>> START Input rows

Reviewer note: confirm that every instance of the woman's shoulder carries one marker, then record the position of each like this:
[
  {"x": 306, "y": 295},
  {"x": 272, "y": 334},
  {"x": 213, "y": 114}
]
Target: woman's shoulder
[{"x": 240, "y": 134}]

>> END Input rows

Task requirements:
Put every line of the records above into a numbered list, and skip any blank lines.

Task solution:
1. Reviewer note: confirm that every instance of the woman's shoulder carries one marker, then record the position of each like this:
2. [
3.   {"x": 306, "y": 295},
4.   {"x": 272, "y": 334},
5.   {"x": 213, "y": 114}
6. ]
7. Target: woman's shoulder
8. [{"x": 240, "y": 134}]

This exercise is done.